** REQUIREMENT 1 **
Set down everything in the passage on line length and breaks below, from "Try reading it" down to "so bad (pause)", without changing a word.

| Part Four: Line Length
& Breaks
One function of line length is
to act as a score for how the reader is to approach the poem. Long
lines flow and shorter lines read choppier. Long lines are read a bit
quicker, short lines slow the pace. To gain a better understanding, we need
to have some knowledge of how punctuation and the breaks influence the reading.
Take for instance this piece of prose. If we were to read this as poetry,
we automatically pause at line breaks, commas, and especially at end punctuation.
The
geese fly low to our left, (pause) the gulls sit and appear to (pause)
shiver (pause)
but the ocean doesn’t
look so bad. (pause)
The wild seas of the (pause)
last few days have flattened out some in the wind.
Peter Kaminsky,The Moon Pulled
Up an Acre of Bass (2001)
Try to shape your breaks so that
they occur naturally, where you would like a pause in the reading. Consider
how the line break of to/shiver interrupts the thought, leaving ‘shiver’
on the next line out of context. The next break the/last interrupts
the grammatically structure of the sentence, and since the last word of the
line is slightly emphasized by its position, ‘the’ is in a place of
emphasis.
In free verse, there are several
ways to effectively break the lines; breath length, grammatically, and to
emphasizes a particular word or to embed a double meaning. To break
the prose lines more poetically, we might do so at the natural grammatical
pauses and to isolate a single image per line:
The geese fly low to our left, (pause)
the gulls sit and appear to shiver (pause)
but the ocean doesn’t look so bad. (pause)
The wild seas of the last few days (pause)
have flattened out some in the wind.
Try reading it with the lines
broken into smaller increments.
The geese fly low (pause)
to our left, (pause)
the gulls sit (pause)
and appear to shiver (pause)
but the ocean (pause)
doesn’t look so bad (pause)
The wild seas (pause)
of the last few days (pause)
have flattened out some (pause) in the wind.
The line breaks act a bit like
speed bumps and the pace of the sample poem with super short lines is very
stilted. There is however, a double meaning now imbedded into line
two, it can now be read with both the line preceding and following it, as
if both the geese and the gulls are ‘to our left.’ Short lines can
be used effectively to reinforce the meaning of a poem, providing a sense
of difficulty to the speaker’s emotional or mental state. Be aware
that a single word on a line receives much emphasis, and that too short lines
can make a poem seem amateur and overly dramatic.
Compare the speed of this version
broken according to where you might breathe while reading:
The geese fly low to our left,
(slight pause) the gulls sit and appear to shiver (pause/breath)

** REQUIREMENT 2 **
Locate each line of the records below that contains the string "thickest" and copy those lines out. Match case exactly.

** DATA SUPPLIED **
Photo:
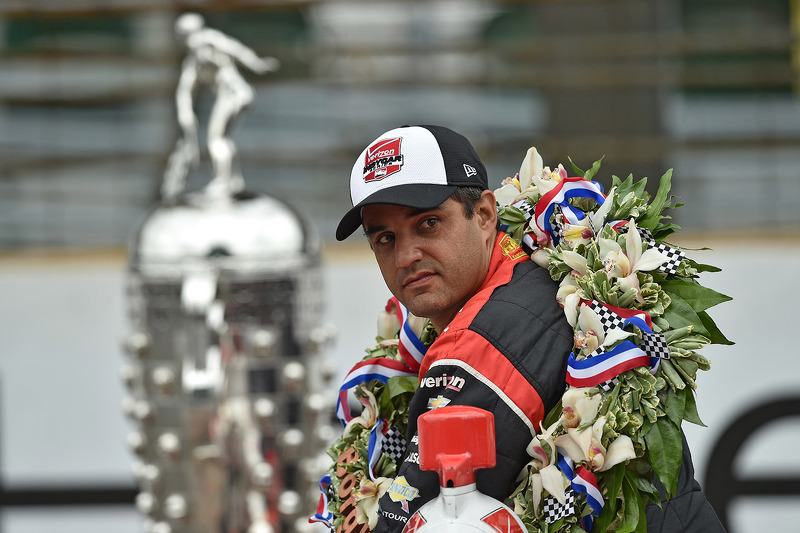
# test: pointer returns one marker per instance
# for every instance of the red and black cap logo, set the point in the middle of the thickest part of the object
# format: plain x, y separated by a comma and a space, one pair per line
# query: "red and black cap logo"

* * *

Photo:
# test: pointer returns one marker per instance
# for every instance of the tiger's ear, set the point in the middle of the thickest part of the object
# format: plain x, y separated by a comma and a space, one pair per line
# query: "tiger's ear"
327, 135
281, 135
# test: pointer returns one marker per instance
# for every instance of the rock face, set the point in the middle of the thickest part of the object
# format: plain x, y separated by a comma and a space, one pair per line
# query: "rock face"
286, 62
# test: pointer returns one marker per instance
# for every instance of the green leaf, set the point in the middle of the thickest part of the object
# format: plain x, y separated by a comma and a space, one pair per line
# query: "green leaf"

* * *

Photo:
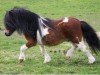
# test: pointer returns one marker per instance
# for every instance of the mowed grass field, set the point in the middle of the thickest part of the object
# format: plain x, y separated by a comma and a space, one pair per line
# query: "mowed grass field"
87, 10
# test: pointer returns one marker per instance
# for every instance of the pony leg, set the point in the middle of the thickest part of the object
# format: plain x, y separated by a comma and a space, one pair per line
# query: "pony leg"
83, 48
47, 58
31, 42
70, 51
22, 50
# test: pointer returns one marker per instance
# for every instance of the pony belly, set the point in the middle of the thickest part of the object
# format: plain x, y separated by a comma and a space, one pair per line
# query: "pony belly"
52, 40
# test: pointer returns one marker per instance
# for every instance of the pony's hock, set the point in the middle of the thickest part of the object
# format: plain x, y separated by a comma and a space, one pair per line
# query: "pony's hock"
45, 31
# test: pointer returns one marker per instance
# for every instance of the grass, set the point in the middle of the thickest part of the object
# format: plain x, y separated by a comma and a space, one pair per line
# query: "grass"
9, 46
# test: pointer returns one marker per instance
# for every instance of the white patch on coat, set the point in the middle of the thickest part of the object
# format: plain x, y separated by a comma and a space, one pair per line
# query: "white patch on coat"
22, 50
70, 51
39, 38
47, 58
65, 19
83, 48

** SOLUTION 1 **
Try reading it with the lines
broken into smaller increments.
The geese fly low (pause)
to our left, (pause)
the gulls sit (pause)
and appear to shiver (pause)
but the ocean (pause)
doesn’t look so bad (pause)

** SOLUTION 2 **
# for every instance of the red and black cap logo, set the point in the middle of the thickest part of the object
# for every instance of the tiger's ear, set the point in the middle of the thickest part of the object
# for every instance of the rock face, set the point in the middle of the thickest part of the object
# for every instance of the green leaf, set the point in the middle of the thickest part of the object
# for every instance of the mowed grass field, set the point in the middle of the thickest part of the object
# for every instance of the pony leg, set the point in the middle of the thickest part of the object
# for every instance of the pony belly, set the point in the middle of the thickest part of the object
# for every instance of the pony's hock, set the point in the middle of the thickest part of the object
# for every instance of the grass, set the point in the middle of the thickest part of the object
# for every instance of the white patch on coat, set the point in the middle of the thickest part of the object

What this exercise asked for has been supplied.